Instructions for the task - For the records shown below, return an exact copy that excludes the pictures.

Referring expression pointing data:
******

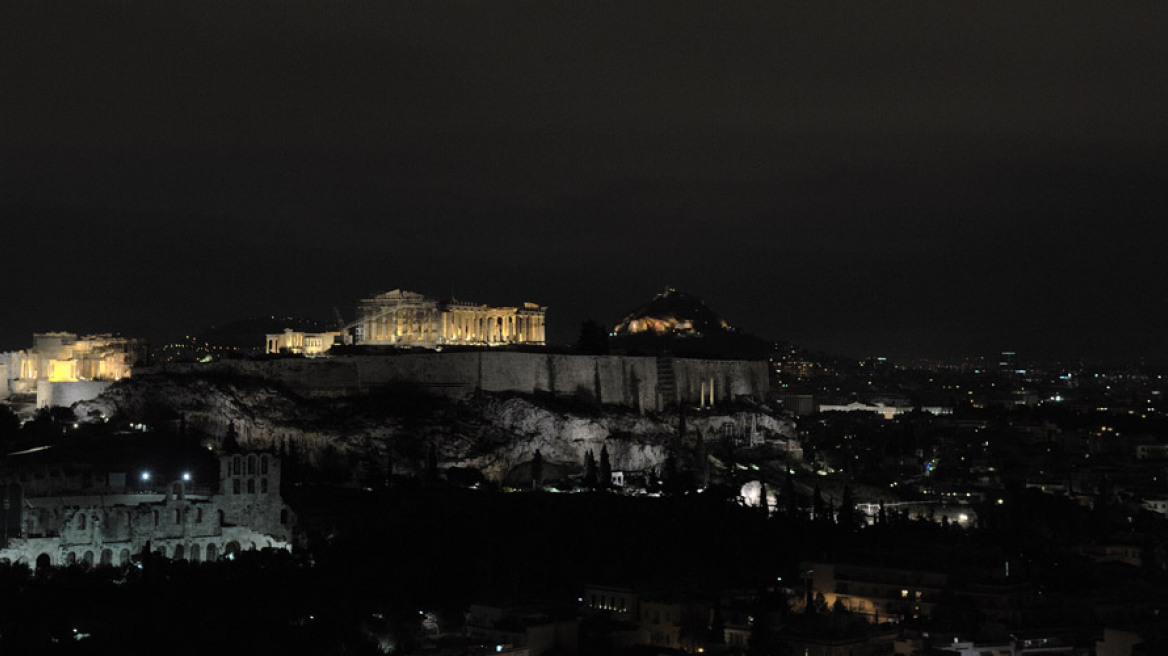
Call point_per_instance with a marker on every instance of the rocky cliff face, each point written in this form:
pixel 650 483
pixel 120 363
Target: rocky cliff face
pixel 493 434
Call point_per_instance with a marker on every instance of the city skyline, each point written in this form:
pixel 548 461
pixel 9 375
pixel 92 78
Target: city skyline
pixel 927 180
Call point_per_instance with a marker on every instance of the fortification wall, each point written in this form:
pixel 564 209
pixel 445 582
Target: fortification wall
pixel 611 379
pixel 731 378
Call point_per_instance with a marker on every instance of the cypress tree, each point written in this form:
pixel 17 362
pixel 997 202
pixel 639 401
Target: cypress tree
pixel 605 472
pixel 536 469
pixel 589 470
pixel 819 509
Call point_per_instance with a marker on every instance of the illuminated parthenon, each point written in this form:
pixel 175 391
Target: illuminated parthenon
pixel 401 318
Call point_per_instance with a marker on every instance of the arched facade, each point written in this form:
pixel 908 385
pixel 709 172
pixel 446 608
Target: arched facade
pixel 180 524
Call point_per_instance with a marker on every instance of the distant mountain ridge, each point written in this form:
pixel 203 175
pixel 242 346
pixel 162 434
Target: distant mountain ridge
pixel 673 313
pixel 680 323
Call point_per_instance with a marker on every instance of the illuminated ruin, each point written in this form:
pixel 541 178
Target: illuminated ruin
pixel 62 368
pixel 401 318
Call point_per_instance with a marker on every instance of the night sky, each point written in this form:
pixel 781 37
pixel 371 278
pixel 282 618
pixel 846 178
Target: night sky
pixel 867 178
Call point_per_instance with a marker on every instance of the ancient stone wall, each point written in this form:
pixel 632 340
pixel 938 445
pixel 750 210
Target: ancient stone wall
pixel 624 381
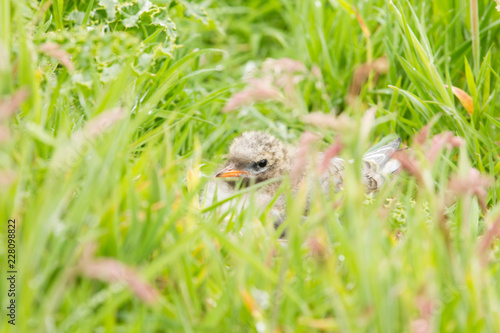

******

Response for this exercise -
Call point_per_instance with a marker on every instance of the rocky cliff face, each point written in this form:
pixel 650 483
pixel 120 363
Target: rocky cliff face
pixel 493 434
Call point_per_instance with a marker on every instance of the city skyline, each point written in this form:
pixel 548 461
pixel 9 375
pixel 92 78
Target: city skyline
pixel 927 180
Call point_per_instance with a marker on every instance of the fortification wall, each point written in this form:
pixel 564 209
pixel 445 582
Target: fortification wall
pixel 611 379
pixel 731 378
Call point_per_instance with a marker on every instance of the cypress tree, each point written in this form:
pixel 17 362
pixel 997 202
pixel 639 401
Target: cypress tree
pixel 605 472
pixel 536 469
pixel 589 470
pixel 819 509
Call point_per_instance with a marker on every instance of the illuminated parthenon, each point written in this form:
pixel 175 391
Target: illuminated parthenon
pixel 401 318
Call point_per_instance with a marker on every instance of the arched facade, each point written in this form:
pixel 908 385
pixel 709 172
pixel 446 608
Target: arched facade
pixel 180 524
Call point_per_instance with a marker on every instance of the distant mountain ridge, each point written in this form:
pixel 203 175
pixel 242 346
pixel 162 434
Target: distant mountain ridge
pixel 673 313
pixel 680 323
Call point_per_instance with a marker on every instance of the illuminated ruin, each point written in this form:
pixel 541 178
Target: illuminated ruin
pixel 62 368
pixel 401 318
Call point_per_instance with a marker on every instance of the night sky, each point written in this form:
pixel 781 37
pixel 371 278
pixel 282 618
pixel 846 178
Target: night sky
pixel 867 178
Call point_per_instance with a marker on every instance of the ancient stone wall, each point written in this form:
pixel 632 340
pixel 938 445
pixel 750 210
Target: ancient stone wall
pixel 624 381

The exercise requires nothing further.